- Objective
Format the listing below as a JSON list of strings, with one string for each line and no blank lines. Leave out the pictures.
□ □ □ □ □ □ □
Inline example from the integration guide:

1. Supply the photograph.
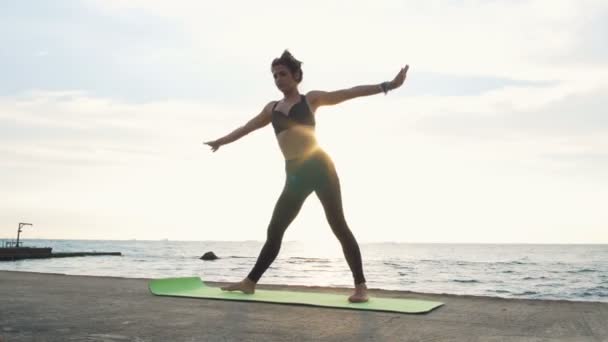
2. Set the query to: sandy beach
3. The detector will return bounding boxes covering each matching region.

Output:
□ □ □ □ □ □ □
- Result of this exercise
[
  "Inline example from the integration guide:",
  "1. Supply the photograph.",
  "2. Set the query to: sandy beach",
  "3. The detector will return bounding boxes covering each matching region.",
  "Output:"
]